PROBLEM TO WORK ON: Leaving out every line before the one with "Target: child standing by truck", write out the rest of the records below exactly.

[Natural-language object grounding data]
__________
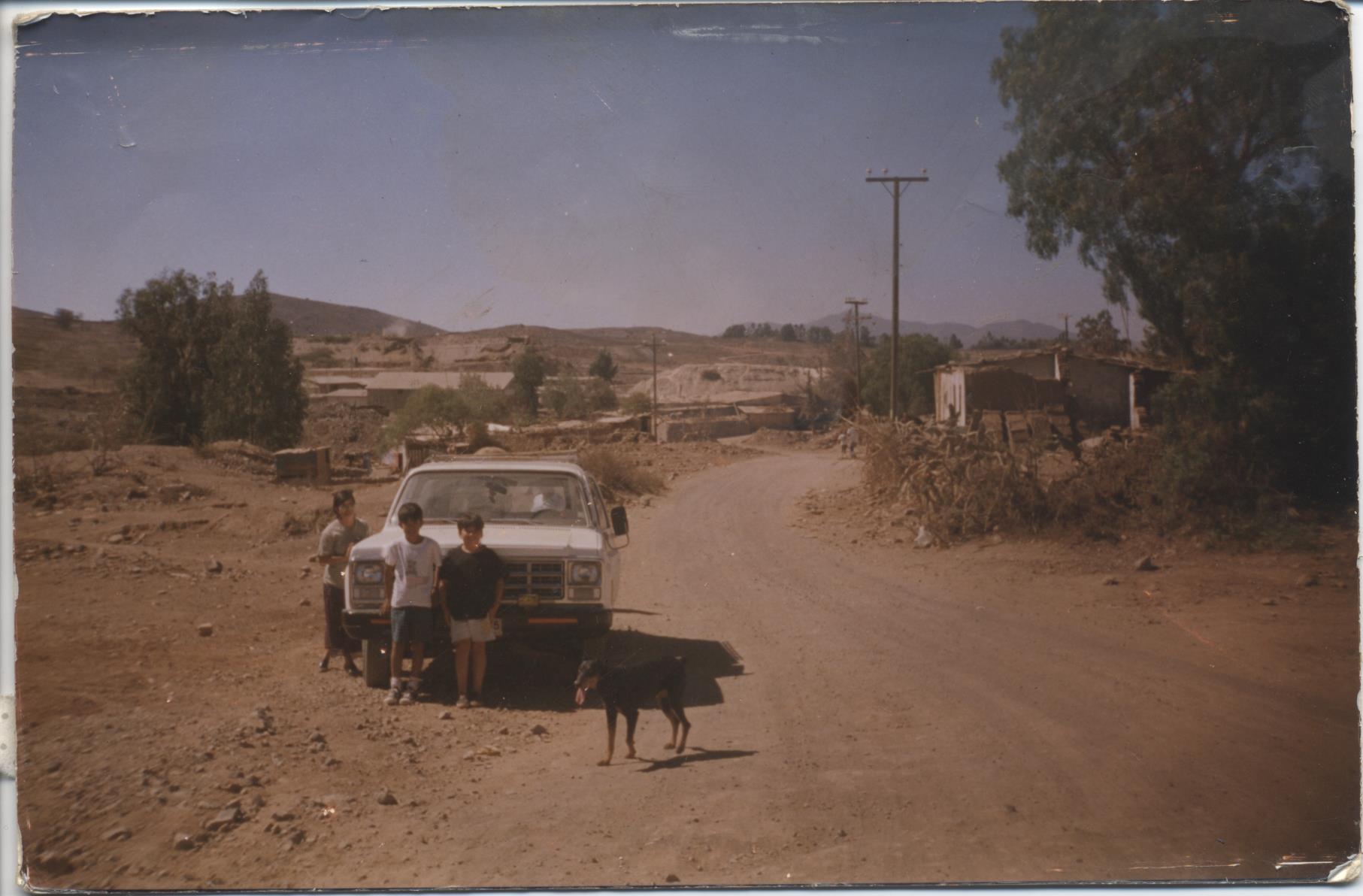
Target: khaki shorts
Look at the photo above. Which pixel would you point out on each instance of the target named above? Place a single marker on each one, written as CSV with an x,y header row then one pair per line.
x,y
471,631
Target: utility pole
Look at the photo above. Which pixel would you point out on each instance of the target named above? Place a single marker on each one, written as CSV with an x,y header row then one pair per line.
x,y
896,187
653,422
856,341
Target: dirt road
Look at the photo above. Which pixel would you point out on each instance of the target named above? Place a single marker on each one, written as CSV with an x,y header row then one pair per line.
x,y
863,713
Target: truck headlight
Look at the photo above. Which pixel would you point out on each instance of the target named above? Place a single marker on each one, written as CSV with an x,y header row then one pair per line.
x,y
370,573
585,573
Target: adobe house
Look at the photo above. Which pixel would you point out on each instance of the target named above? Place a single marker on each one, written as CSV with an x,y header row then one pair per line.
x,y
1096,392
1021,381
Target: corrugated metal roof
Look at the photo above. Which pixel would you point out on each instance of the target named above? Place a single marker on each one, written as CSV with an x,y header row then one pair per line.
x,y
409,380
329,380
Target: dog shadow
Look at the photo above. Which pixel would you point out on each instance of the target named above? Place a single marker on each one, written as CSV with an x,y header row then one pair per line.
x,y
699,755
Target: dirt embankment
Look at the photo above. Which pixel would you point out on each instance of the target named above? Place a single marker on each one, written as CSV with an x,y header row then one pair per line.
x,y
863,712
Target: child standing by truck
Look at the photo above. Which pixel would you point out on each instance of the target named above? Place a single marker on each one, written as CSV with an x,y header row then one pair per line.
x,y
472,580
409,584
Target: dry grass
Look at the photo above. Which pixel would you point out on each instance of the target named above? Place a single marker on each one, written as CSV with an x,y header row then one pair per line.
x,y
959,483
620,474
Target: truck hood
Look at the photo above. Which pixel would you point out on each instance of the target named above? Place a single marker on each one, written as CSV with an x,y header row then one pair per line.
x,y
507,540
__________
EXERCISE ANSWER:
Target: child standing by truck
Look at the photo above. Which pixel would you point out on each instance of the target named above? Place a single marker on each one, written as CSV with an x,y header row then one pair per line.
x,y
472,580
409,584
Target: dry grass
Look at the photo above. Which pixel would you point out on each instance of the target named above? Place a single marker on each one, written as CSV with an x,y header row then one pair per line.
x,y
959,483
620,474
Target: truck hood
Look at the photo above. Which pixel would you point out on each instance of the target named above? Place a single marker on each one, written as CSV with an x,y header row then one pair per line.
x,y
507,540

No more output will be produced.